→ **DATASET**:
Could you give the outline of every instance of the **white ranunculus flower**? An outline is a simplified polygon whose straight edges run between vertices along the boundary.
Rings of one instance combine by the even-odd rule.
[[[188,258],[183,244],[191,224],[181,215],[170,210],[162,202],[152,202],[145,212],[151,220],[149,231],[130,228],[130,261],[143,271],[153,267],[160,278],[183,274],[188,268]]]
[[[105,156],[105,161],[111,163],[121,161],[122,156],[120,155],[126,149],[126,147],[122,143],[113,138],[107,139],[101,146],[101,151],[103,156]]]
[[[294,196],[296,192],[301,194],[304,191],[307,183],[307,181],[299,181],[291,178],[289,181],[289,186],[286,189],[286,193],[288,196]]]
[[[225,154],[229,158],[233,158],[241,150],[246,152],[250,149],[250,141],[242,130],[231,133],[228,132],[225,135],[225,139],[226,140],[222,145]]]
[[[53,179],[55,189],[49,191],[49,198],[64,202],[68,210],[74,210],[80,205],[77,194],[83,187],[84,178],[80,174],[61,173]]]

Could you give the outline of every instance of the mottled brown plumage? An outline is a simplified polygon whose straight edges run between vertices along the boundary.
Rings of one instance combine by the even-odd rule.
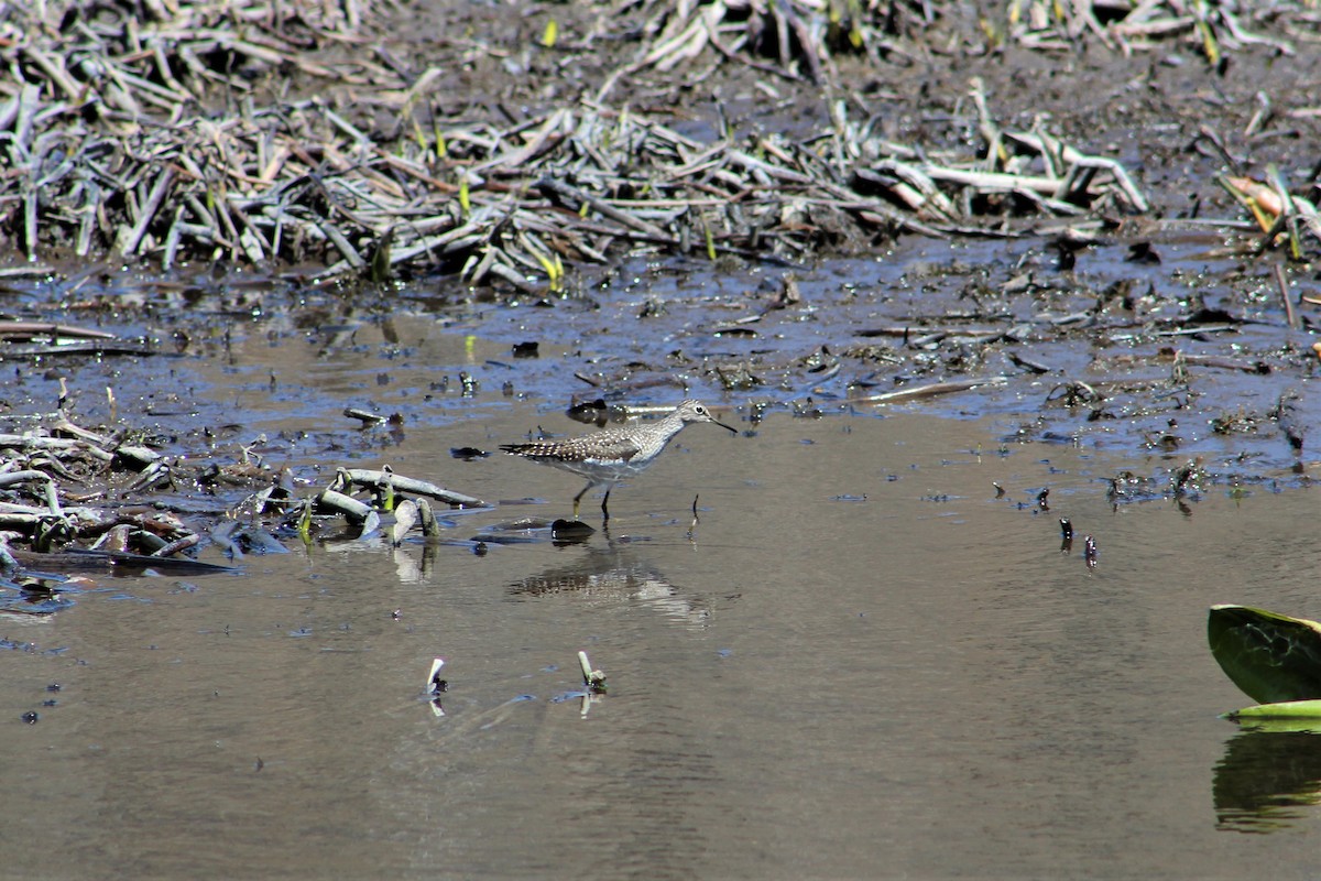
[[[712,416],[704,404],[688,399],[654,423],[634,423],[561,441],[503,444],[501,449],[513,456],[522,456],[534,462],[585,477],[588,485],[573,497],[575,518],[577,518],[579,503],[587,491],[593,486],[605,485],[601,512],[605,519],[610,519],[606,502],[610,501],[610,490],[614,489],[614,485],[645,470],[688,423],[715,423],[736,435],[738,433],[736,428],[725,425]]]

→ **WORK TO DO**:
Write out all of the data above exactly, but leave the pictures out of your answer.

→ **OUTPUT FOR THIS EXERCISE**:
Could you give the outline of every instance of the **white ranunculus flower**? An outline is a simplified polygon whose straight edges run between vertices along the boundary.
Rings of one instance combine by the even-odd rule.
[[[188,258],[183,244],[191,224],[181,215],[170,210],[162,202],[152,202],[145,212],[151,220],[149,231],[130,228],[130,261],[143,271],[153,267],[160,278],[183,274],[188,268]]]
[[[105,156],[105,161],[111,163],[121,161],[122,156],[120,155],[126,149],[126,147],[122,143],[113,138],[107,139],[101,146],[101,151],[103,156]]]
[[[294,196],[296,192],[301,194],[304,191],[307,183],[307,181],[299,181],[291,178],[289,181],[289,186],[286,189],[286,193],[288,196]]]
[[[225,154],[229,158],[233,158],[241,150],[246,152],[250,149],[250,141],[242,130],[231,133],[228,132],[225,135],[225,139],[226,140],[222,145]]]
[[[53,179],[55,189],[49,191],[49,198],[64,202],[68,210],[74,210],[80,205],[77,194],[83,187],[84,178],[80,174],[61,173]]]

Could you give the outline of every instance of the mottled brown plumage? An outline is a simplified polygon whose straight edges run between vertices along the boundary.
Rings of one instance combine by the even-odd rule.
[[[712,416],[704,404],[688,399],[654,423],[634,423],[561,441],[503,444],[501,449],[513,456],[522,456],[534,462],[585,477],[588,485],[573,497],[575,518],[577,518],[579,503],[587,491],[593,486],[605,485],[601,512],[605,519],[610,519],[606,502],[610,501],[610,490],[614,489],[614,485],[645,470],[688,423],[715,423],[736,435],[738,433],[736,428],[725,425]]]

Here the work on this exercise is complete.